> [Passage]
* Start *

United States District Court, N.D. California

July 20, 2017

JEREMY FAIR, Plaintiff,



         Before the Court are two motions to dismiss filed by Defendant Experian Information Solutions, Inc.[1] Having considered the parties' papers and oral argument and for the reasons set forth below, the Court GRANTS the motions.


         The Court has discussed the factual background relevant to Marino's allegations in a previous order (Docket No. 62) and his factual allegations are substantially the same and in large part identical in Plaintiffs' combined First Amended Complaint (1AC). Marino adds detail to his allegations concerning his mortgage.

         Heath previously filed a separate complaint and now joins Dahlen and Marino in the consolidated 1AC. The factual background that follows is taken from Heath's portion of the 1AC. On July 2, 2012, Heath filed for Chapter 13 bankruptcy. On August 10, 2012, he obtained a credit report from CIN Legal Data Services that was based on information that CIN gathered from the three major credit reporting agencies (CRAs), including Experian.[2] Heath's plan was confirmed on November 8, 2012. On April 11, 2016, Heath ordered a “three bureau report” from Experian. Docket No. 65, 1AC ¶ 132. He found nine “trade lines” in the report that were reporting information he believed to be inaccurate, and on August 5, 2016 he disputed those trade lines by letter to Experian and the other two major CRAs, noting “that Plaintiff had filed for bankruptcy and the account was not reporting the bankruptcy accurately or worse not at all.” Id. ¶ 135. Heath alleges that each CRA received his dispute letter and notified each furnisher, [3] and later alleges in the alternative that each CRA did not do so.

* End *

> [Job] Reproduce verbatim the stretch of the court order above from "United States District" through "concerning his mortgage.".

> [Data lines]
* Start *

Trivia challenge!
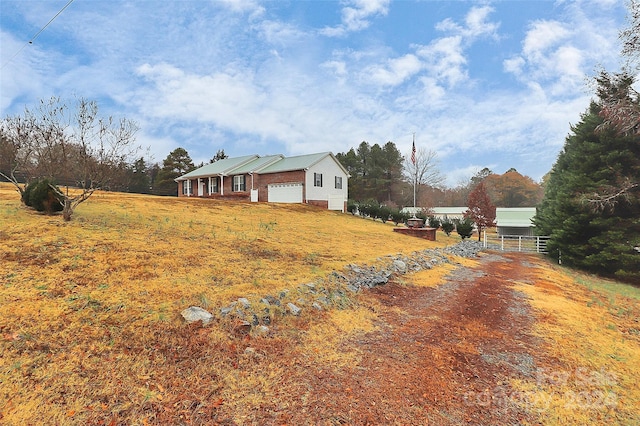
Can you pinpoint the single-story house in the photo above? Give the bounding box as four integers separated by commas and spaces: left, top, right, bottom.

* End *

> [The answer]
United States District Court, N.D. California

July 20, 2017

JEREMY FAIR, Plaintiff,



         Before the Court are two motions to dismiss filed by Defendant Experian Information Solutions, Inc.[1] Having considered the parties' papers and oral argument and for the reasons set forth below, the Court GRANTS the motions.


         The Court has discussed the factual background relevant to Marino's allegations in a previous order (Docket No. 62) and his factual allegations are substantially the same and in large part identical in Plaintiffs' combined First Amended Complaint (1AC). Marino adds detail to his allegations concerning his mortgage.